◆ **Written request 1**
Copy the passage of the workplace safety article starting with "Victorian company guilty" and going on through "discretion is advised.".

# start of Selected extract

Victorian company guilty of failing to reduce the risk of psychological injury

date
13 November 2023

Warning: This article contains details about sexual harassment which may be upsetting for some readers. Reader discretion is advised.

A recent case in the Magistrates’ Court of Victoria has found two companies did not have adequate sexual harassment policies to ensure, as far as reasonably practicable, that the risk of psychological injury to staff was reduced.

The companies were found guilty of criminal offences under the Occupational Health & Safety Act 2004 (Vic) with fines totalling $250,000.

Background

Under the Occupational Health and Safety Act 2004 (Vic) (OH&S Act), employers have duties to provide and ensure, as far as reasonably practicable, a safe working environment that is without risks to health and to ensure a workplace under its control is safe and without risks to health.

When these duties come to mind, they are traditionally associated with potential physical injuries and matters such as ensuring that plant is safe, that employees are adequately trained and/or that there is a safe system of work in place for the task being undertaken by an employee.

# end of Selected extract
# start of Supplied information

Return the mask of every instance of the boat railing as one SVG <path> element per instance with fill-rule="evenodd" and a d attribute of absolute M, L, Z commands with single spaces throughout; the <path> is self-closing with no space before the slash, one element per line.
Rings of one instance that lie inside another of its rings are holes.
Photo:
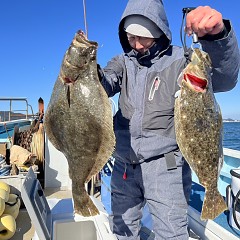
<path fill-rule="evenodd" d="M 33 113 L 33 108 L 32 106 L 28 103 L 27 98 L 24 97 L 11 97 L 11 98 L 7 98 L 7 97 L 0 97 L 0 102 L 8 102 L 9 106 L 6 109 L 6 111 L 2 111 L 2 109 L 0 109 L 0 122 L 6 122 L 6 121 L 12 121 L 12 120 L 17 120 L 17 119 L 29 119 L 30 117 L 34 116 Z M 23 102 L 24 104 L 24 109 L 15 109 L 13 107 L 13 103 L 19 104 Z M 31 113 L 29 113 L 31 112 Z"/>

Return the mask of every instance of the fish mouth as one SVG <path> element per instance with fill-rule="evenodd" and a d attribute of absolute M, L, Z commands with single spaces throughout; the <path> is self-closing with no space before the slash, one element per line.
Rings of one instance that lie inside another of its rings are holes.
<path fill-rule="evenodd" d="M 205 78 L 197 77 L 196 75 L 185 73 L 183 80 L 195 92 L 205 92 L 207 88 L 207 80 Z"/>

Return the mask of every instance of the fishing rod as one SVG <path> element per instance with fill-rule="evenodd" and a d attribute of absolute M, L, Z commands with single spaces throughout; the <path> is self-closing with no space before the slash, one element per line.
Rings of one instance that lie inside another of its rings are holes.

# end of Supplied information

◆ **Written request 2**
Rewrite the entries as a JSON list of strings, one string per line and blank lines left out, starting with the line with "Return the mask of every instance of the fish mouth" and going on through the last line of the entries.

◆ **Written answer 1**
Victorian company guilty of failing to reduce the risk of psychological injury

date
13 November 2023

Warning: This article contains details about sexual harassment which may be upsetting for some readers. Reader discretion is advised.

◆ **Written answer 2**
[
  "Return the mask of every instance of the fish mouth as one SVG <path> element per instance with fill-rule=\"evenodd\" and a d attribute of absolute M, L, Z commands with single spaces throughout; the <path> is self-closing with no space before the slash, one element per line.",
  "Rings of one instance that lie inside another of its rings are holes.",
  "<path fill-rule=\"evenodd\" d=\"M 205 78 L 197 77 L 196 75 L 185 73 L 183 80 L 195 92 L 205 92 L 207 88 L 207 80 Z\"/>",
  "Return the mask of every instance of the fishing rod as one SVG <path> element per instance with fill-rule=\"evenodd\" and a d attribute of absolute M, L, Z commands with single spaces throughout; the <path> is self-closing with no space before the slash, one element per line.",
  "Rings of one instance that lie inside another of its rings are holes."
]